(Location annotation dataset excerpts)
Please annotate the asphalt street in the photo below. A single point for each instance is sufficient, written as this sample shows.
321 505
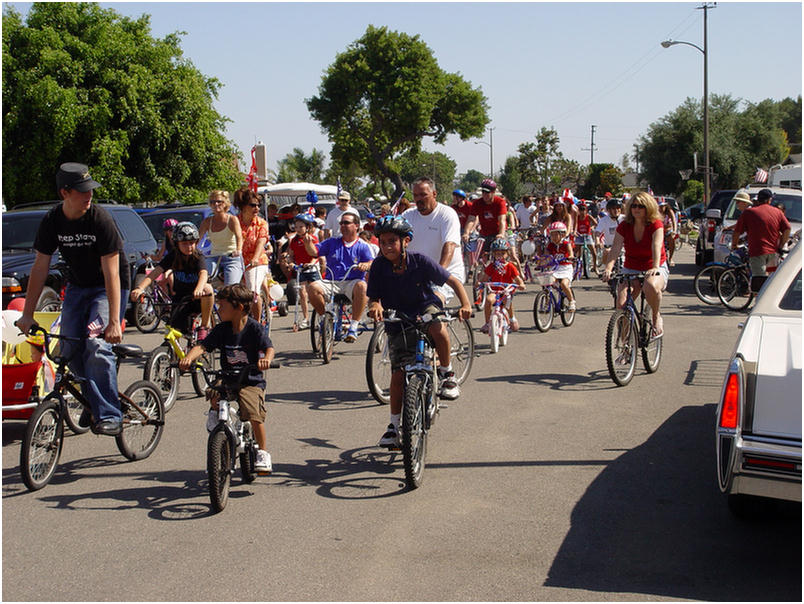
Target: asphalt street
544 481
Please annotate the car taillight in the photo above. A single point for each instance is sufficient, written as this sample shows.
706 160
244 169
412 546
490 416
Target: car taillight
730 409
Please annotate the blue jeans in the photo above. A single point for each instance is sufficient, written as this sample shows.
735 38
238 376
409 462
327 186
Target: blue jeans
230 268
92 358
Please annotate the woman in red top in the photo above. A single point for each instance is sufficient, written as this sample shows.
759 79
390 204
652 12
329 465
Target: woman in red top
642 234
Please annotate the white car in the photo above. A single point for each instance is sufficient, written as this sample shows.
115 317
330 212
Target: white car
758 421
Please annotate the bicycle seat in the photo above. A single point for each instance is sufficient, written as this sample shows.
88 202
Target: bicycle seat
127 350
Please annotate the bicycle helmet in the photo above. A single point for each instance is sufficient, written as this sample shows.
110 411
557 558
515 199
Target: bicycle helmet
393 224
305 218
185 231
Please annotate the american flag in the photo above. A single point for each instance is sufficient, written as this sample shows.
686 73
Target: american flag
761 175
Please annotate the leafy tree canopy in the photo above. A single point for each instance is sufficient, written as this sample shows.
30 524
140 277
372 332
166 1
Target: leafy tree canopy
384 94
82 83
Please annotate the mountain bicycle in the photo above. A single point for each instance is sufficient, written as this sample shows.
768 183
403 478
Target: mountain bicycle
378 363
631 329
420 398
141 404
551 299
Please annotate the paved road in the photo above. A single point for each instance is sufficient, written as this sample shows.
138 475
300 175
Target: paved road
544 482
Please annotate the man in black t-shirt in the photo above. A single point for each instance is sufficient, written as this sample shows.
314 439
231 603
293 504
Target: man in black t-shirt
88 241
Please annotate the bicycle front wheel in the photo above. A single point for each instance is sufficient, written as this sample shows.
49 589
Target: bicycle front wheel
42 443
543 311
621 347
378 366
414 434
219 464
165 377
143 421
734 289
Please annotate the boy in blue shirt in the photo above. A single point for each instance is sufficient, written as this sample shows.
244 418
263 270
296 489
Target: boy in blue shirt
405 281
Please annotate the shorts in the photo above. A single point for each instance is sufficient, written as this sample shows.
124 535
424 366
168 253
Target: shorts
759 264
251 403
663 270
402 345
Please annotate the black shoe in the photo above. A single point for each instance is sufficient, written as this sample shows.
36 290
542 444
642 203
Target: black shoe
108 427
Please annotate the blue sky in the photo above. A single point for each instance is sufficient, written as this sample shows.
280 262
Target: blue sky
567 65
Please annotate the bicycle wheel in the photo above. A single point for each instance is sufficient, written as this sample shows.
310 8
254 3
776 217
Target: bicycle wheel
327 329
705 283
621 347
494 332
462 348
543 311
165 377
146 314
41 445
651 348
143 423
567 315
219 464
734 289
74 411
378 366
210 361
414 435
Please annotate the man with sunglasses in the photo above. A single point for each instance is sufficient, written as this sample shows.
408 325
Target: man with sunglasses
340 254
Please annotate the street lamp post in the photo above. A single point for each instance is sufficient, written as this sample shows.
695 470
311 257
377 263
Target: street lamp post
667 44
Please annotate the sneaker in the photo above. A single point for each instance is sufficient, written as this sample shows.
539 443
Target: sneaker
449 386
391 438
212 420
351 335
263 463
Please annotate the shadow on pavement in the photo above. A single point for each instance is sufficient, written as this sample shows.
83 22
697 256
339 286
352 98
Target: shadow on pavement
654 522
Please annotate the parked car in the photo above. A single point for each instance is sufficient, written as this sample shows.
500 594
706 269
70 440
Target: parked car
19 231
704 245
758 419
790 199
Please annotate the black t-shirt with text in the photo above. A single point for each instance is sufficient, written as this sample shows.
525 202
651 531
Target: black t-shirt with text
82 243
239 349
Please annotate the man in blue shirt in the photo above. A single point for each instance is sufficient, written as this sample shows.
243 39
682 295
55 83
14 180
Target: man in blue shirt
340 255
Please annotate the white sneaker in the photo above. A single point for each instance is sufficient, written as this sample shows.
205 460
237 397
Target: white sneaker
263 464
212 419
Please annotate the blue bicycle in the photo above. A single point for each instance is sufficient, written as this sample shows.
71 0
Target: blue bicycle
551 299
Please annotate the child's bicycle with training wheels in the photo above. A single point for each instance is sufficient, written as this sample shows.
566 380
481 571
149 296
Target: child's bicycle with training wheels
631 329
420 404
500 318
161 367
332 328
551 300
378 361
141 403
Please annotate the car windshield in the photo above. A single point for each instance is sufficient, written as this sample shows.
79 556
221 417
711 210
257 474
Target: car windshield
19 231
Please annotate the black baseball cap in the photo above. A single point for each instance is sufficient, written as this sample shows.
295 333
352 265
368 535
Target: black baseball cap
75 176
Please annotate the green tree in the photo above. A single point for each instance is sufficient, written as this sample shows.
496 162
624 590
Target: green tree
384 94
300 167
82 83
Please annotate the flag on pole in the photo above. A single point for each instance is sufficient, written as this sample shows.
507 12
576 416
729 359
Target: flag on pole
761 175
251 179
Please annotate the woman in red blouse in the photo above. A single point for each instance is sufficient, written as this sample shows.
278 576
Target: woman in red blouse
642 235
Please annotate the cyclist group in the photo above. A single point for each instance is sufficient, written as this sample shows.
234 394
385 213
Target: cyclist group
420 268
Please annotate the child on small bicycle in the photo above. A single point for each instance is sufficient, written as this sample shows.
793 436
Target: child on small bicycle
405 281
560 246
501 270
241 341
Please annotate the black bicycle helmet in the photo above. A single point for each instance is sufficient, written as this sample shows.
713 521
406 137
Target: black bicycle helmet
393 224
185 231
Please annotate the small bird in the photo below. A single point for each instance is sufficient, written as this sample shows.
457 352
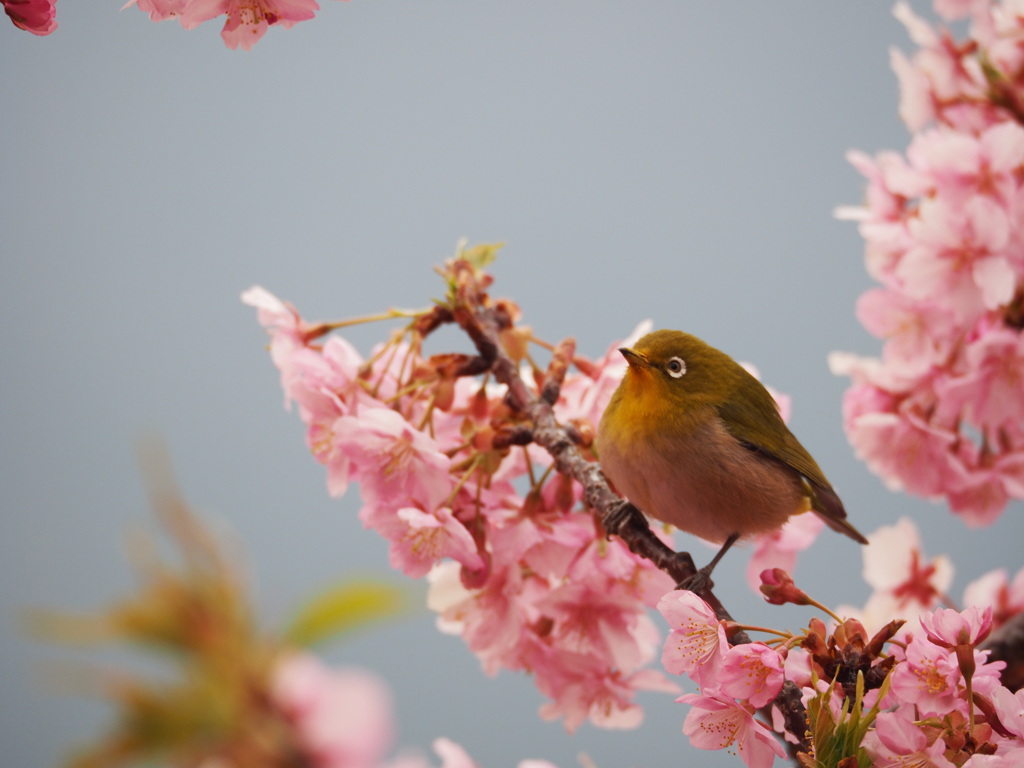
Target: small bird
693 439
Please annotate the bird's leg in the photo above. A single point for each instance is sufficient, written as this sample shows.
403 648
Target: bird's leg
701 580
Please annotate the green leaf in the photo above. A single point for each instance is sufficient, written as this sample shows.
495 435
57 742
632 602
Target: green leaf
343 608
481 255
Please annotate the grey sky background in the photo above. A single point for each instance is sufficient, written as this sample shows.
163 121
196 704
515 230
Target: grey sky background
670 160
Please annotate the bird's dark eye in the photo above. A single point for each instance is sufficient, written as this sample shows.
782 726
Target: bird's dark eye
676 367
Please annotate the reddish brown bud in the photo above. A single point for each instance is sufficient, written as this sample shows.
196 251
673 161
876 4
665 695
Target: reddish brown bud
778 588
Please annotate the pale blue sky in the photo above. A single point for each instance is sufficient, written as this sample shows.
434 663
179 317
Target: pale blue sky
671 159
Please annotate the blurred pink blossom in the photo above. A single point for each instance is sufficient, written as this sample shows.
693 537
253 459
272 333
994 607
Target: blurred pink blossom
343 716
718 722
897 741
940 415
37 16
696 642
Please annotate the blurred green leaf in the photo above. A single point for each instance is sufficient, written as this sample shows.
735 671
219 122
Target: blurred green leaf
481 255
344 608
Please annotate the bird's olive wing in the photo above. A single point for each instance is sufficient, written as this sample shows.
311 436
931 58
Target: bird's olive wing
754 420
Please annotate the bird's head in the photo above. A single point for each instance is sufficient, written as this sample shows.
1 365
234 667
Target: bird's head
672 367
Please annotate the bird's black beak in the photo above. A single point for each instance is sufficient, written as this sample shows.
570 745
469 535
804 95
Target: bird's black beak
633 357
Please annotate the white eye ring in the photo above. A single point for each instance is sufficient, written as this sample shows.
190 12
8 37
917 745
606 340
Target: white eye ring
676 367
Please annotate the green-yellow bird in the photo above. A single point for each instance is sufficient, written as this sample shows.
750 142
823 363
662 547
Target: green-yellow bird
693 439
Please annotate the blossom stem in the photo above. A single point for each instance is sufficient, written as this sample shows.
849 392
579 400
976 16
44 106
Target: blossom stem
393 313
819 606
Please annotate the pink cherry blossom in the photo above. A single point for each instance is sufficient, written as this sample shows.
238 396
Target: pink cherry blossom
947 628
928 677
396 463
584 690
896 741
696 642
904 581
1010 707
343 716
752 672
994 590
779 549
37 16
940 414
718 722
247 19
161 10
420 539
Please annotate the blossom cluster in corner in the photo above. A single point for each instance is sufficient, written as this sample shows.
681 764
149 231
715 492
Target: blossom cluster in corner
941 414
37 16
875 690
343 718
247 20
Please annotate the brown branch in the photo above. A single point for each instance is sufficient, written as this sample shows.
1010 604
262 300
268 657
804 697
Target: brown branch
1007 644
617 516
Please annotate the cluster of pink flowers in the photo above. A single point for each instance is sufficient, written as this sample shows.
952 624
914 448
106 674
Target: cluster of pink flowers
517 566
941 414
928 695
343 719
37 16
247 20
525 577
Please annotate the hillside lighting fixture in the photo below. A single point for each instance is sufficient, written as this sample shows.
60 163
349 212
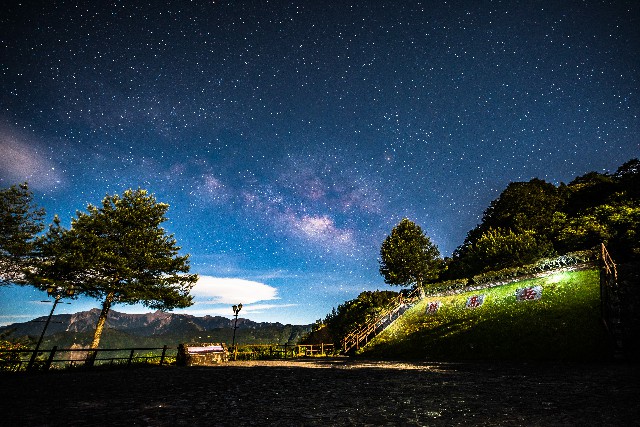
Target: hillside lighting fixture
57 292
236 310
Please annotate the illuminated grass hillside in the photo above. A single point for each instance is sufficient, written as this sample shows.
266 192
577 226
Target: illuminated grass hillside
564 324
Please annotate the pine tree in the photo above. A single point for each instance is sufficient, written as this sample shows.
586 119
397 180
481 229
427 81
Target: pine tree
20 222
408 257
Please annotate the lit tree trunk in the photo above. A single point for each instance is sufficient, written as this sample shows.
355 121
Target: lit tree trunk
106 305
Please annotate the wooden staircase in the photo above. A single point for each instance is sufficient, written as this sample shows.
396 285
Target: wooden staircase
361 336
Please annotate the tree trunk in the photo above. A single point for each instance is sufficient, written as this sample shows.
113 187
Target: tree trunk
106 305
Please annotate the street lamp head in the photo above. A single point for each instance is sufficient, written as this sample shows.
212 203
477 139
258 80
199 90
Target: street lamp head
236 309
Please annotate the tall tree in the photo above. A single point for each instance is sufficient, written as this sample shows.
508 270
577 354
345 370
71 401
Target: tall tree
119 254
408 257
20 222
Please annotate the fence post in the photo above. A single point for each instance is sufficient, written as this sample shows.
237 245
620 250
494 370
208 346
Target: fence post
130 357
164 351
50 359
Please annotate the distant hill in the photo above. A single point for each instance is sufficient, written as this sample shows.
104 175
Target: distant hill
154 328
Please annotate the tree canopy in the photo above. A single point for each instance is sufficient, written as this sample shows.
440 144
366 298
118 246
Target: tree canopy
408 257
119 254
20 223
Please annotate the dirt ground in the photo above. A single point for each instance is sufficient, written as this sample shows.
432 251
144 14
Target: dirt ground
329 392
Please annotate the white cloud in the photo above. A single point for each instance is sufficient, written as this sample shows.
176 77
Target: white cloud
225 311
221 290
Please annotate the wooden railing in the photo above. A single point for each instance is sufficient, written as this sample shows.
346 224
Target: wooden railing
362 334
14 360
18 359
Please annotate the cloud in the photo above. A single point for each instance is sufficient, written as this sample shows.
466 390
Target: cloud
221 290
21 160
225 311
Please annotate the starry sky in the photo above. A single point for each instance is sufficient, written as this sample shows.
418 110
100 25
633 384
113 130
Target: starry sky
289 137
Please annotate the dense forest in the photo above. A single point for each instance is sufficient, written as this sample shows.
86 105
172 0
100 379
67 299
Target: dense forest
528 221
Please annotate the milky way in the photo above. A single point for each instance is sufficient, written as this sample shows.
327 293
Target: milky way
290 137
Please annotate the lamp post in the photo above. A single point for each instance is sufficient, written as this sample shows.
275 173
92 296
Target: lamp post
57 292
236 310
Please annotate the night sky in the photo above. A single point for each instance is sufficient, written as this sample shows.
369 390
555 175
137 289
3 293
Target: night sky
289 137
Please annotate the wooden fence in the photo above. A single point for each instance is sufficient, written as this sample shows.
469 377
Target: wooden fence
17 360
370 329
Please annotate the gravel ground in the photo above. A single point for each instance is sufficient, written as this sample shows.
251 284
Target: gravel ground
331 392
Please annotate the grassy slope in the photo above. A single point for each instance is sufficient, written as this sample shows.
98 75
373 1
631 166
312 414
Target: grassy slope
563 325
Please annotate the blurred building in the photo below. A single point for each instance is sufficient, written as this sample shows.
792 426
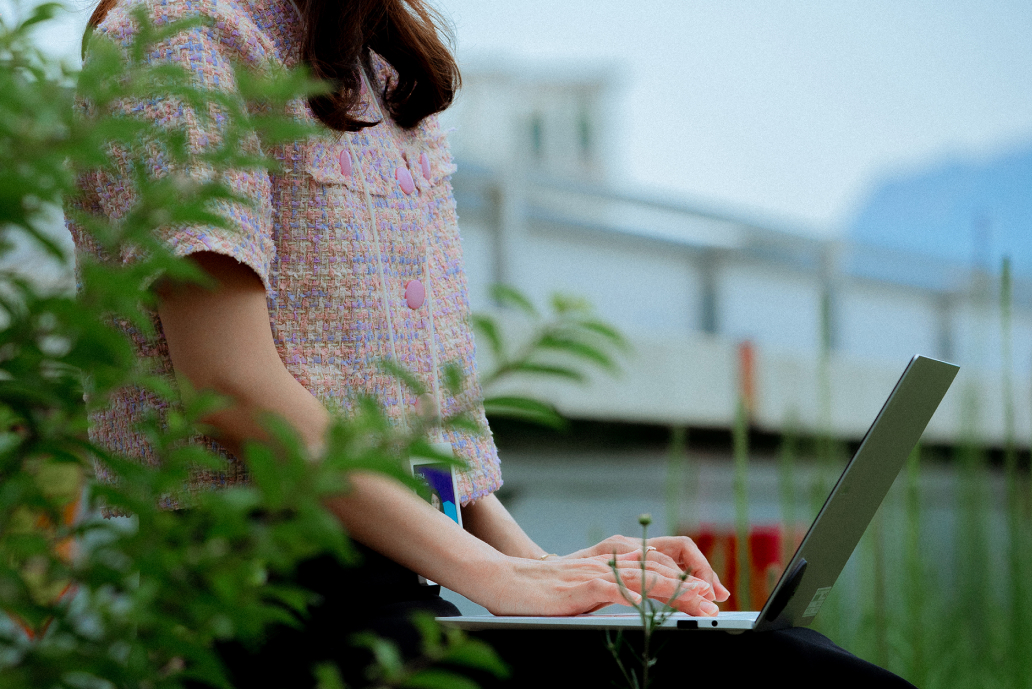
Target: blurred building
830 324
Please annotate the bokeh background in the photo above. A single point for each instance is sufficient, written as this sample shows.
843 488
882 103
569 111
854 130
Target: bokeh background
778 203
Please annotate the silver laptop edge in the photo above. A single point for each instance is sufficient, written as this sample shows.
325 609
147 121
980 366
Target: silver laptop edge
833 535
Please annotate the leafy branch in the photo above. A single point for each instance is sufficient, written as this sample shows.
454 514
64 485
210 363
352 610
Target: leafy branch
652 616
562 345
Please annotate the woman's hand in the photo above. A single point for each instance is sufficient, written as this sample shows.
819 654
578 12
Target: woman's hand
673 552
576 585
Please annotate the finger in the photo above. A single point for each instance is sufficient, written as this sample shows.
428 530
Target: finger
701 586
651 556
663 586
687 554
609 592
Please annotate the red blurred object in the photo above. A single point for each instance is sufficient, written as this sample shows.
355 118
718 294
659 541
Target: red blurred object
768 551
65 549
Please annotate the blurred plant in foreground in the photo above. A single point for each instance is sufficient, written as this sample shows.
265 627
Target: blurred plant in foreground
558 346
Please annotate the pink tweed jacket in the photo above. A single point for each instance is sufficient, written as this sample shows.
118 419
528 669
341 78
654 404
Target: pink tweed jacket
355 240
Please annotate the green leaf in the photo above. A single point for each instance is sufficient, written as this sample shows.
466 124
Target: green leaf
524 408
548 370
577 349
438 679
476 654
328 677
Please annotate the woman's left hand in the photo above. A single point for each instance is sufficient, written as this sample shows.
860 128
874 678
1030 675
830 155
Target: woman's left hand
679 552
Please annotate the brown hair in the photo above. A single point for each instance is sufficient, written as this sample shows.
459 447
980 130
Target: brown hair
336 37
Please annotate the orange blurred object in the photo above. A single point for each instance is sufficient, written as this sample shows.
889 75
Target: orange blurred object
64 549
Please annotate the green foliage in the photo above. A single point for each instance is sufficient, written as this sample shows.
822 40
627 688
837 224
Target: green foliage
93 602
652 615
560 347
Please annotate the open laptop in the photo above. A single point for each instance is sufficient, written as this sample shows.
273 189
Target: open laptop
831 539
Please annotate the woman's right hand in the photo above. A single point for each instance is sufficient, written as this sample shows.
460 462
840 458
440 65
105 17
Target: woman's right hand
573 586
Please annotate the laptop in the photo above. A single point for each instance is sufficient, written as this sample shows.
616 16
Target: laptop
829 543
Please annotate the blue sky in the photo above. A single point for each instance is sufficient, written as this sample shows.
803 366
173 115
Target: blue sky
795 108
789 109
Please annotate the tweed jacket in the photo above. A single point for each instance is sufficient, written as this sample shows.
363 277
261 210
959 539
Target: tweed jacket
355 240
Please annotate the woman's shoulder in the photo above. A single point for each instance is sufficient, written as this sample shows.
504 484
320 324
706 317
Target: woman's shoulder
253 32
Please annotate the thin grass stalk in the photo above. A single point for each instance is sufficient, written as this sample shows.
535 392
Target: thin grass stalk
915 663
879 601
679 489
972 570
786 485
1018 646
741 450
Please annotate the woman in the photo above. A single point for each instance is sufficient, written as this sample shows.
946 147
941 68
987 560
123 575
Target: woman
350 256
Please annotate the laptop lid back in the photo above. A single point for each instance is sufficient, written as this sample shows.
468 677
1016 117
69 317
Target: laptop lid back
856 498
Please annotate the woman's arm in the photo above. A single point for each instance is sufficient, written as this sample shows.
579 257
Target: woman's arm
220 338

| Written exercise |
Repeat only the stretch of lines starting at the one containing "Please annotate the thin" and running to the final line of the entries above.

| Task output |
Please annotate the thin grass stalk in the photo above. A single point for each instance is sufficient, written as this sample shows.
535 392
Target: thin grass stalk
915 663
879 601
679 489
972 570
786 485
1018 646
741 450
Please annotate the woman in the photo above. A single point for each instance is sufficient, written as this sample shows.
946 147
941 68
987 560
123 575
Target: woman
350 256
Please annotate the laptop lid back in the photo above. A single point for each instance is sufficient, written as this sample shows.
468 677
1016 117
69 317
Target: laptop lid back
856 498
Please annotate the woman's arm in the photo above. A single point for each instance is sufficient, written as this sample shows.
579 257
Target: woman's arm
220 338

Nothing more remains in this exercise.